* **Goal of the exercise**: In the records below, locate the line containing "Task: in the photo above, where can the beige", then output that line and all later lines exactly, through the last one.

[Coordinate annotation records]
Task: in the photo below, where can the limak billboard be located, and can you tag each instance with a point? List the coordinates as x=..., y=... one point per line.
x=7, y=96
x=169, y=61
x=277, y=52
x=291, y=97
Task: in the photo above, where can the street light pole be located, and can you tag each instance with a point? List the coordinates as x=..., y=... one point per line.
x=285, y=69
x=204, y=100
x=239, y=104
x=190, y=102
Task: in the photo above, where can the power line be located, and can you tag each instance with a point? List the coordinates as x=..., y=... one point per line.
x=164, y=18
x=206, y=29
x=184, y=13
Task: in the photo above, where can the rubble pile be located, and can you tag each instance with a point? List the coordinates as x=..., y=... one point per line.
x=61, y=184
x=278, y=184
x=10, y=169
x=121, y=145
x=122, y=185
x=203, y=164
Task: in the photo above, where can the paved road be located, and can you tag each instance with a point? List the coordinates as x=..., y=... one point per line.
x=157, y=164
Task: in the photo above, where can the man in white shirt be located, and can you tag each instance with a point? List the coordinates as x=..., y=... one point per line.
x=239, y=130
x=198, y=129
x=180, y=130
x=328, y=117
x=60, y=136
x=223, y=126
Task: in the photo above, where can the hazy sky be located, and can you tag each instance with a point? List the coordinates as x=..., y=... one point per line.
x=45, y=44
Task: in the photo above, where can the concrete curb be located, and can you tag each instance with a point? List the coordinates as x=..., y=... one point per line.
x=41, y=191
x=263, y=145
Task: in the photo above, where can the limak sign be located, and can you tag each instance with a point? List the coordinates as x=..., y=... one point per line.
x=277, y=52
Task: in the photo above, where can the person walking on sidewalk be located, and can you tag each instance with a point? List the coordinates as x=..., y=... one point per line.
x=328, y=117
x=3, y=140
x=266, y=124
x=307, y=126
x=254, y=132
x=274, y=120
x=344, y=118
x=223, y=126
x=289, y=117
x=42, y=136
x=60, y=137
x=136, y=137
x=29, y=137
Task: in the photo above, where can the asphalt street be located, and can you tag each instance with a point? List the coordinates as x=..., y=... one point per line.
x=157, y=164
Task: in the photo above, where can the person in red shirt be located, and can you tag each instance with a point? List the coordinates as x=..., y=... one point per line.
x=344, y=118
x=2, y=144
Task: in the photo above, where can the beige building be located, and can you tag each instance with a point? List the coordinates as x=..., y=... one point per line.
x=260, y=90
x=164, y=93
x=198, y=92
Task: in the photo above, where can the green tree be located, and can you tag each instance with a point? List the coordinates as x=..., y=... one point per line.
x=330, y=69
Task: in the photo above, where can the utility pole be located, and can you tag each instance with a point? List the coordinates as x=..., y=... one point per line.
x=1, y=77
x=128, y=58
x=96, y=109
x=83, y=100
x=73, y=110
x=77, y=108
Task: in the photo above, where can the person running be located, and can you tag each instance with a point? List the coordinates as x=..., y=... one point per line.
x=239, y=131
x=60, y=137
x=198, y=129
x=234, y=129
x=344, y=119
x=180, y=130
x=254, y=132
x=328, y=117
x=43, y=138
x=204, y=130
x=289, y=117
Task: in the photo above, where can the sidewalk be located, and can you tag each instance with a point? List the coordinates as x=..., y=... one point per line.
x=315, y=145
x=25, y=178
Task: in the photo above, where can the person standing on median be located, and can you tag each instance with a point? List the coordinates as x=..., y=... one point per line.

* **The response**:
Task: in the photo above, where can the beige building be located, and can you tag each instance with a point? List the coordinates as x=..., y=... one point per line.
x=260, y=90
x=164, y=93
x=198, y=92
Task: in the photo above, where can the green tree be located, and can you tag each instance with a point? List the coordinates as x=..., y=... one point per line.
x=330, y=69
Task: in the photo above, where can the utility pole be located, and can you tag each instance with a point? List the coordinates as x=..., y=... one point per line.
x=1, y=77
x=128, y=58
x=96, y=109
x=83, y=100
x=73, y=110
x=77, y=108
Task: in the photo above, where can the person running be located, and can you tag each instance with a point? List the coordinates as x=..., y=... one point per line.
x=239, y=131
x=60, y=137
x=198, y=129
x=234, y=129
x=344, y=119
x=180, y=130
x=254, y=132
x=328, y=117
x=43, y=138
x=204, y=130
x=289, y=117
Task: in the photo above, where can the sidewalk be located, and can you tag each instance with a point? List the coordinates as x=..., y=... one point per line.
x=315, y=145
x=25, y=178
Task: in the photo above, where can the person standing on median be located, and can you tag each instance with a point? List the coordinates as x=..., y=... one point per line.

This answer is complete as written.